> Exercise instructions:
Can you substitute "locator" for each "pointer" in the material, starting at the line containing "the tram door" and ending at the line containing "x=243 y=223"? Give back only those lines, with nothing else changed.
++++ Records
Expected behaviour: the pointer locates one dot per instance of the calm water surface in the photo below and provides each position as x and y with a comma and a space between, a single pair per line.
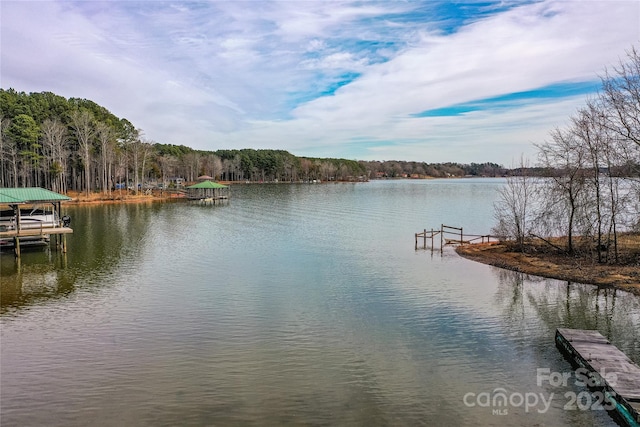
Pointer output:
290, 305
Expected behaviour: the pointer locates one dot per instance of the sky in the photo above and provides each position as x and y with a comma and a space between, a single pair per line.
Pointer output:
429, 81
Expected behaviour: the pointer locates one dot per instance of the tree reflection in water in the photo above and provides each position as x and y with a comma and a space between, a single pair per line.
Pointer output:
531, 303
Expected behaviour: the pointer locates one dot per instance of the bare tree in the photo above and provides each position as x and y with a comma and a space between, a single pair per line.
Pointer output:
565, 157
84, 131
54, 139
514, 209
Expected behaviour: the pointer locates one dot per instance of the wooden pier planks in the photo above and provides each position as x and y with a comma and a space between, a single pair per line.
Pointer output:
30, 232
593, 351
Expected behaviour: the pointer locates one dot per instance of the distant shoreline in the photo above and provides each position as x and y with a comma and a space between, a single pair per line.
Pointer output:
572, 269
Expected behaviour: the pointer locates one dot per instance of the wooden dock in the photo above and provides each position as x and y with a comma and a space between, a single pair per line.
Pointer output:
33, 232
614, 373
452, 236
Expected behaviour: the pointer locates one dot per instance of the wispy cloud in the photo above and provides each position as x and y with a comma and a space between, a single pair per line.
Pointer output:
432, 80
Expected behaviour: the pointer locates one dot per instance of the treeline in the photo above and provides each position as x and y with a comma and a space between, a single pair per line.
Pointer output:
405, 169
76, 144
592, 191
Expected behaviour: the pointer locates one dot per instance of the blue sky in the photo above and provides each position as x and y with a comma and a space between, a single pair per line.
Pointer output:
433, 81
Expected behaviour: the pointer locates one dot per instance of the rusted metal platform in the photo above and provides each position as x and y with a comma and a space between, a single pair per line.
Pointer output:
612, 370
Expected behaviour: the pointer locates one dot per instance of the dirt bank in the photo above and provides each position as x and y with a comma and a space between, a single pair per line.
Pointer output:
121, 197
573, 269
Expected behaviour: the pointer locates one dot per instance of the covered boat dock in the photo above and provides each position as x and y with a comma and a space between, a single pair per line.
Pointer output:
208, 191
15, 226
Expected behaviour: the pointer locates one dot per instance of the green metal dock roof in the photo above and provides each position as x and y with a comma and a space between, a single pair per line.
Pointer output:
207, 184
12, 196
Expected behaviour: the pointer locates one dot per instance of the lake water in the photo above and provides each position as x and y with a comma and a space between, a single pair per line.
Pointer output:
291, 305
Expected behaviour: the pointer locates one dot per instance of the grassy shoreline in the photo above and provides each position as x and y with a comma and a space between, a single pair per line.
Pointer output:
554, 266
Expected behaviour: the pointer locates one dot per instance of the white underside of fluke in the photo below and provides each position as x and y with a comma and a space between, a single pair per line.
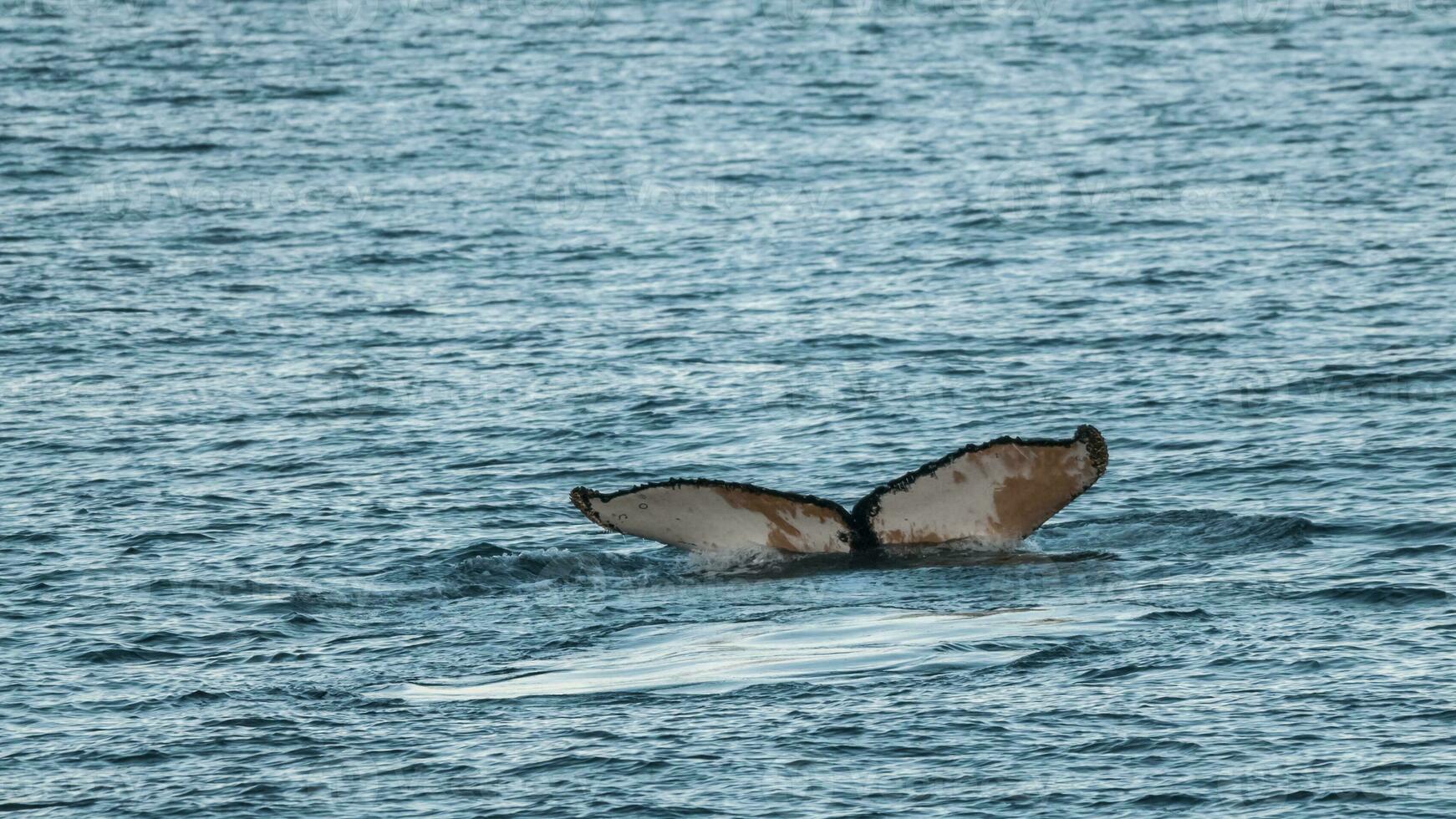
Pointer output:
992, 493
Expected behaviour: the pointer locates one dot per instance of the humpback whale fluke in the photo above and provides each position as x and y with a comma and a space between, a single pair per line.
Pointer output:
993, 492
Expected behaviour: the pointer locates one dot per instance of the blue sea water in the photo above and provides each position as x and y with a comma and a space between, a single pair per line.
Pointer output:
313, 312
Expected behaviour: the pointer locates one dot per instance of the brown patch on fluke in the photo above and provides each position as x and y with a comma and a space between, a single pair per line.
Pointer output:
775, 511
1036, 479
1026, 502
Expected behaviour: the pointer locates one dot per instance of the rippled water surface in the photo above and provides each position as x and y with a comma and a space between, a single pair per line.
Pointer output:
312, 313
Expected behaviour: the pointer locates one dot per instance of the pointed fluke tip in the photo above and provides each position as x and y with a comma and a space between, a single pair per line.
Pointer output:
1095, 444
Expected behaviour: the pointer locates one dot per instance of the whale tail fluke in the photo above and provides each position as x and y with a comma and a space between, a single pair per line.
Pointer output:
993, 492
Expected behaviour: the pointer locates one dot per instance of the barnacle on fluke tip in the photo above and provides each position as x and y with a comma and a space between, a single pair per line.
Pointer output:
993, 492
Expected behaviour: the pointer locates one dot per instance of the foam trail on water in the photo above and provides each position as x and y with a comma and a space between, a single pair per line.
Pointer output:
822, 646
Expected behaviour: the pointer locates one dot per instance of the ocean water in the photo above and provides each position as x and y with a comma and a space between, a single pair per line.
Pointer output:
313, 312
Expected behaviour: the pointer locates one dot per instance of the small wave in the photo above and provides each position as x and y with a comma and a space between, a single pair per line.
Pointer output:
1379, 594
1191, 532
127, 654
1177, 614
1430, 550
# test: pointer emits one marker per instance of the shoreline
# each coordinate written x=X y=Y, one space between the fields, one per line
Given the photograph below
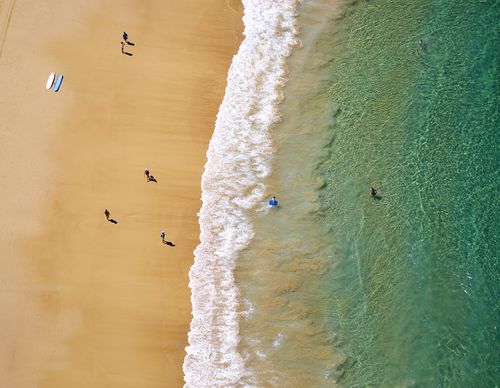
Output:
x=91 y=303
x=239 y=159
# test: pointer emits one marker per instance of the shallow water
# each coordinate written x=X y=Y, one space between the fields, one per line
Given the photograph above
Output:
x=402 y=290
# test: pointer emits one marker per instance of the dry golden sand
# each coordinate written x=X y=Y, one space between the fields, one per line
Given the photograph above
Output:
x=85 y=303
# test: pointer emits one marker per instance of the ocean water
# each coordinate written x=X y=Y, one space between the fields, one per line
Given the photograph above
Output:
x=336 y=288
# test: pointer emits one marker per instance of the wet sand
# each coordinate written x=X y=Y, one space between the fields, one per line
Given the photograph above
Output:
x=84 y=302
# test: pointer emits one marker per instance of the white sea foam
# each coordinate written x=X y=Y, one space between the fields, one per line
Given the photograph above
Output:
x=238 y=159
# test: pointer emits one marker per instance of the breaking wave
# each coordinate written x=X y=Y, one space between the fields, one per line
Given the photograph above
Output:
x=238 y=160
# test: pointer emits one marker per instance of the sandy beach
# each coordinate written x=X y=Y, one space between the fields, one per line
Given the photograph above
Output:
x=84 y=302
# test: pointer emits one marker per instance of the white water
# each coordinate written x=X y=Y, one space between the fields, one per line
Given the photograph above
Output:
x=238 y=160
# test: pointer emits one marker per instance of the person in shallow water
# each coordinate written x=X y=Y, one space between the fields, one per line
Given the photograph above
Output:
x=273 y=202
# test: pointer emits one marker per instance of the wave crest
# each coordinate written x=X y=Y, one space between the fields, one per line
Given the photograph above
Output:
x=238 y=159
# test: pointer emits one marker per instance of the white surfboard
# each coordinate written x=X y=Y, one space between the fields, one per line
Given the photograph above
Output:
x=50 y=80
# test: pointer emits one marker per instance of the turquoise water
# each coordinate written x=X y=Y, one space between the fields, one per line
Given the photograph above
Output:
x=341 y=289
x=415 y=294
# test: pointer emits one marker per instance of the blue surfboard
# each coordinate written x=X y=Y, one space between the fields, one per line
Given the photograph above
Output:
x=58 y=83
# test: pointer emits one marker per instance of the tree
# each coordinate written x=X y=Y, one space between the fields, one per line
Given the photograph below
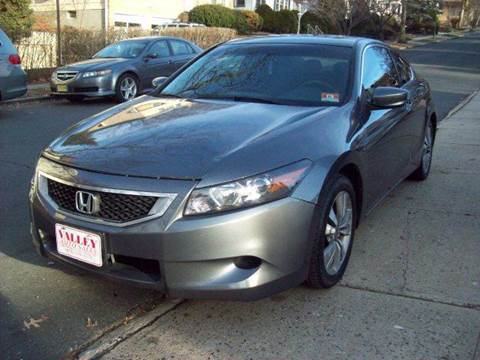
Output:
x=422 y=16
x=403 y=22
x=342 y=15
x=384 y=12
x=16 y=18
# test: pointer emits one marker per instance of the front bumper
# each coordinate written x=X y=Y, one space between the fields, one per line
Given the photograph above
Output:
x=196 y=257
x=90 y=87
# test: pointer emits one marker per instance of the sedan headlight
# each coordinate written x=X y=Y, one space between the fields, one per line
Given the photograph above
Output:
x=97 y=73
x=258 y=189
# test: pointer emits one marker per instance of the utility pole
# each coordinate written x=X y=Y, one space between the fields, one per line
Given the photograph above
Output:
x=59 y=42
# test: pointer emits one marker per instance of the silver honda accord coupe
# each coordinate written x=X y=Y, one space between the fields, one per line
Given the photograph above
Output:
x=244 y=174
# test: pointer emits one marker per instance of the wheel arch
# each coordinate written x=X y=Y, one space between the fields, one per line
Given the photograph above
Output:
x=348 y=165
x=352 y=172
x=127 y=72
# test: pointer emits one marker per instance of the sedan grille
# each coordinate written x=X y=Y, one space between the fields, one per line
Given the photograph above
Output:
x=66 y=75
x=113 y=206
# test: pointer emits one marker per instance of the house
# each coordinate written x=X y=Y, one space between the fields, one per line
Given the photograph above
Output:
x=101 y=14
x=142 y=14
x=451 y=12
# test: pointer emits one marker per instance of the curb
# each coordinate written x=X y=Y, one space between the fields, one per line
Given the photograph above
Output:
x=459 y=106
x=109 y=340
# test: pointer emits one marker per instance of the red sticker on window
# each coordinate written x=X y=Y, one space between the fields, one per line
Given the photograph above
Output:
x=330 y=97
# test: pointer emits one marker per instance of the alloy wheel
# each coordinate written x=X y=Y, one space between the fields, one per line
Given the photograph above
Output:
x=338 y=232
x=427 y=148
x=128 y=88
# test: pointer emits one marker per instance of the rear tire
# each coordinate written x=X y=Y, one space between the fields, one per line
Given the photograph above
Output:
x=421 y=173
x=333 y=232
x=127 y=88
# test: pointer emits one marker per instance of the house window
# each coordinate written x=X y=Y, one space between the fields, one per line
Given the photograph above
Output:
x=120 y=24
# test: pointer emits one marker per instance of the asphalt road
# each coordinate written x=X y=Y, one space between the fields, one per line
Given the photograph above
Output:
x=452 y=68
x=47 y=310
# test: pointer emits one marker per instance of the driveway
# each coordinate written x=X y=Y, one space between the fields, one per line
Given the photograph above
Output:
x=413 y=259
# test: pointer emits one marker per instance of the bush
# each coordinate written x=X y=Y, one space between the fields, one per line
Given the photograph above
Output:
x=213 y=15
x=253 y=20
x=279 y=22
x=244 y=22
x=372 y=28
x=311 y=20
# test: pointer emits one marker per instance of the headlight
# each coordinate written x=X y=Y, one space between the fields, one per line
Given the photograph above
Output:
x=97 y=73
x=272 y=185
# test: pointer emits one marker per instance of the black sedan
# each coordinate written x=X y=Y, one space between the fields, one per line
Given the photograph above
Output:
x=124 y=69
x=244 y=174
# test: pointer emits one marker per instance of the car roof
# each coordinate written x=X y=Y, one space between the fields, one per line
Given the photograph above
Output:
x=337 y=40
x=153 y=38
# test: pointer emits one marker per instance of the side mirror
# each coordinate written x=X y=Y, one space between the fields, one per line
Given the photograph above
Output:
x=158 y=81
x=388 y=97
x=150 y=56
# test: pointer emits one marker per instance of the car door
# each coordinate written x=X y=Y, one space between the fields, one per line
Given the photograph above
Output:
x=158 y=61
x=417 y=106
x=182 y=52
x=385 y=149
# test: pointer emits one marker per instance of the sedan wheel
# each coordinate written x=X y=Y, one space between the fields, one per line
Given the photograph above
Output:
x=421 y=173
x=127 y=88
x=333 y=233
x=338 y=232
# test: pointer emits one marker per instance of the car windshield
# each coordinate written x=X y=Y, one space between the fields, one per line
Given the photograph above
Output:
x=123 y=49
x=306 y=75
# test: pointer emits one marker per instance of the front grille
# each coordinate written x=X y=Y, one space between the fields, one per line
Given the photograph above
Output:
x=113 y=206
x=66 y=75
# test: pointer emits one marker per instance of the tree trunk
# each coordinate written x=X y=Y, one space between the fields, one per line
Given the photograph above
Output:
x=403 y=23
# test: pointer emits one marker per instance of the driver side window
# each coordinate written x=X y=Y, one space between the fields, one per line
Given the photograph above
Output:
x=378 y=68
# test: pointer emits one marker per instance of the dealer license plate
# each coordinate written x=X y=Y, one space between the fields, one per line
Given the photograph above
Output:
x=79 y=245
x=62 y=88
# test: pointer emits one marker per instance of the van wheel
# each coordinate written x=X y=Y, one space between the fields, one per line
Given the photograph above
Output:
x=75 y=99
x=333 y=232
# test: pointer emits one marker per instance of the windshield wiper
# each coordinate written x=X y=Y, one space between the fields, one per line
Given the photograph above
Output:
x=170 y=95
x=242 y=99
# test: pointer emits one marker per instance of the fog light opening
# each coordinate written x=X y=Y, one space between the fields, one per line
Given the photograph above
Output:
x=247 y=262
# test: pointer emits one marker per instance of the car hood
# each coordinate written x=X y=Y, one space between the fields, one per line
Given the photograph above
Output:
x=93 y=64
x=170 y=138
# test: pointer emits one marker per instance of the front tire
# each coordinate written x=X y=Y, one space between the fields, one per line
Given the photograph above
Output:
x=127 y=88
x=333 y=232
x=421 y=173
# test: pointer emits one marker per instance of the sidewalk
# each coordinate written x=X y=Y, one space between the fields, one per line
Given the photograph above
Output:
x=412 y=289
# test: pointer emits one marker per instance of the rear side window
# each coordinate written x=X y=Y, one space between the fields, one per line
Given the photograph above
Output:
x=180 y=47
x=378 y=68
x=159 y=49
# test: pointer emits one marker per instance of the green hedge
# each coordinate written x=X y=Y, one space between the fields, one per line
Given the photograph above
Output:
x=279 y=22
x=221 y=16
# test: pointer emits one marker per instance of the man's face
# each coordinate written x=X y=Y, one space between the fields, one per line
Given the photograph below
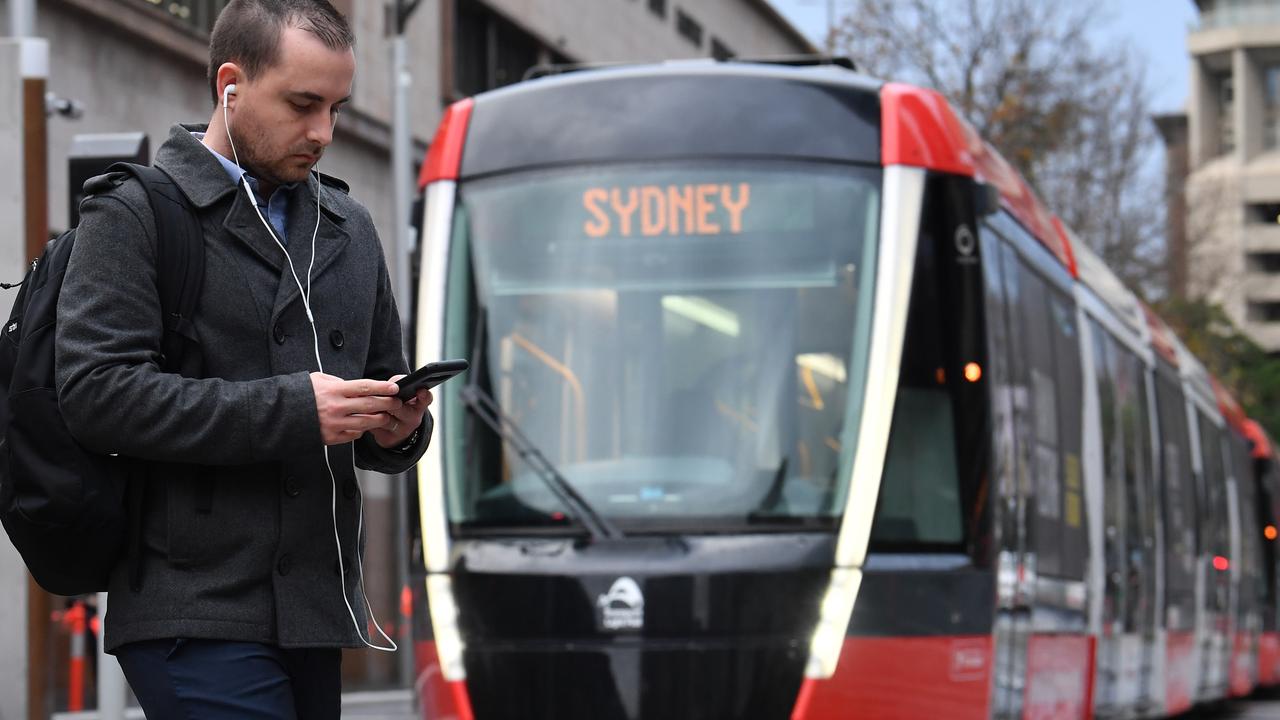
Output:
x=283 y=118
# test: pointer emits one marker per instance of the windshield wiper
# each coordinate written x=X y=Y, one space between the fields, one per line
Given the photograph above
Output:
x=508 y=431
x=506 y=428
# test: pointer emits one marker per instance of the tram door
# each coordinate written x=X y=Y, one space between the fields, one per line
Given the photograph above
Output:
x=1042 y=648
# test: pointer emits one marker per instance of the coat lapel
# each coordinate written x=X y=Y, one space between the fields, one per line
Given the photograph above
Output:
x=330 y=241
x=243 y=223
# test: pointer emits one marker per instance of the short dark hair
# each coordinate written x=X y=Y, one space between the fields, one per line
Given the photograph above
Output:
x=247 y=32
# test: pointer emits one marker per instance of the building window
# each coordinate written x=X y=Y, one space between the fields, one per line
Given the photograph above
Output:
x=689 y=28
x=1264 y=311
x=1266 y=213
x=1225 y=113
x=1271 y=117
x=1266 y=263
x=201 y=14
x=721 y=51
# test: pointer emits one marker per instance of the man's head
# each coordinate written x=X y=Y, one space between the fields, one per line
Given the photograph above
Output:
x=292 y=65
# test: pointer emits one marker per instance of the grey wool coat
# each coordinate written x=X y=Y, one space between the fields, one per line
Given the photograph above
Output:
x=238 y=533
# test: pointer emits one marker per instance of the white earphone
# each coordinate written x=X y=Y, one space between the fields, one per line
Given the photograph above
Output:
x=315 y=338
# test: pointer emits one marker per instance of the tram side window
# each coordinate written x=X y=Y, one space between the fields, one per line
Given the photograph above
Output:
x=1216 y=527
x=1066 y=356
x=919 y=499
x=1052 y=360
x=1141 y=516
x=1179 y=501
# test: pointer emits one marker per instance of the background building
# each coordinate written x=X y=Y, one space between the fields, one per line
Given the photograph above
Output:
x=140 y=65
x=1232 y=133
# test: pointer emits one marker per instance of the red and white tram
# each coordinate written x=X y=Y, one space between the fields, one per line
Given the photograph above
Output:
x=790 y=399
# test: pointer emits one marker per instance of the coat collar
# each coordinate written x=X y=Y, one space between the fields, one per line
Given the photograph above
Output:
x=201 y=177
x=205 y=182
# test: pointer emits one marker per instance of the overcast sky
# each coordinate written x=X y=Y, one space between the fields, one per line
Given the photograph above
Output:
x=1155 y=27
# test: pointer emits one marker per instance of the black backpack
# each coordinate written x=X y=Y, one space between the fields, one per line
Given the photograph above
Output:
x=64 y=507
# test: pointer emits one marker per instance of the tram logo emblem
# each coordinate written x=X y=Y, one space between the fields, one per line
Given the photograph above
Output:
x=622 y=607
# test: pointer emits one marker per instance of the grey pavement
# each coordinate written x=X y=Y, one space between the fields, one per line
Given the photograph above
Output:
x=389 y=705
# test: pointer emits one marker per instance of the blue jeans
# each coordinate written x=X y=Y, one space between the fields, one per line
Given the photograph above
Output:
x=193 y=679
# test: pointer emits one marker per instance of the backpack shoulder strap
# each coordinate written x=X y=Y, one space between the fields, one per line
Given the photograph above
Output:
x=179 y=259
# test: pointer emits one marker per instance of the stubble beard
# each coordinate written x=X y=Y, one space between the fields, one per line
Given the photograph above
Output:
x=265 y=164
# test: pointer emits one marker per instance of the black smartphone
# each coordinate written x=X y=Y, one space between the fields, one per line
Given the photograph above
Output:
x=428 y=377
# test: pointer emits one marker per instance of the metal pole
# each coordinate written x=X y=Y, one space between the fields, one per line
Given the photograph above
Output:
x=112 y=695
x=22 y=18
x=402 y=186
x=831 y=27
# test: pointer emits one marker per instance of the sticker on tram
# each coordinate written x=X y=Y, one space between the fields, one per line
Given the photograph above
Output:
x=653 y=210
x=622 y=607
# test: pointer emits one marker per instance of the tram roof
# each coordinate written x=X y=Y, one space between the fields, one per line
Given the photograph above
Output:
x=645 y=112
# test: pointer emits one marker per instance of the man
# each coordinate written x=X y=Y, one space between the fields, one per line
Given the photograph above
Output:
x=248 y=577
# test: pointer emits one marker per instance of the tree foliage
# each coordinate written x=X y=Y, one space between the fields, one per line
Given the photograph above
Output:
x=1073 y=117
x=1229 y=355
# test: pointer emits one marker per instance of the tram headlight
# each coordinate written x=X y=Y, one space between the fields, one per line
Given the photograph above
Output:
x=828 y=637
x=444 y=623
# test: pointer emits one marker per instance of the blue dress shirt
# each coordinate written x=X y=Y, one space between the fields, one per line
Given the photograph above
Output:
x=275 y=208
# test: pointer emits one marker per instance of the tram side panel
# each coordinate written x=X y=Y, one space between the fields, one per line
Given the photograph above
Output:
x=1045 y=652
x=1127 y=537
x=919 y=642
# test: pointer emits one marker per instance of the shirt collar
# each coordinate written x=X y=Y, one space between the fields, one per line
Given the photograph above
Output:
x=233 y=171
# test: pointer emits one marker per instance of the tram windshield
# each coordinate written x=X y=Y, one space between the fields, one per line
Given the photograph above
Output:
x=684 y=342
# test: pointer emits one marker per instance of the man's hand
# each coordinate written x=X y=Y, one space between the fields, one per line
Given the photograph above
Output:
x=402 y=420
x=348 y=409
++++++++
> Task result:
# test: locator emits one marker per instance of the tram door
# each coordinate written x=X y=Y, one space between the fields, one per line
Given the photograph above
Output:
x=1042 y=648
# test: locator emits one marker per instance of the coat lapel
# each coordinate written x=X y=Y, one space between the fields, one per line
Given the photograph above
Output:
x=330 y=241
x=243 y=223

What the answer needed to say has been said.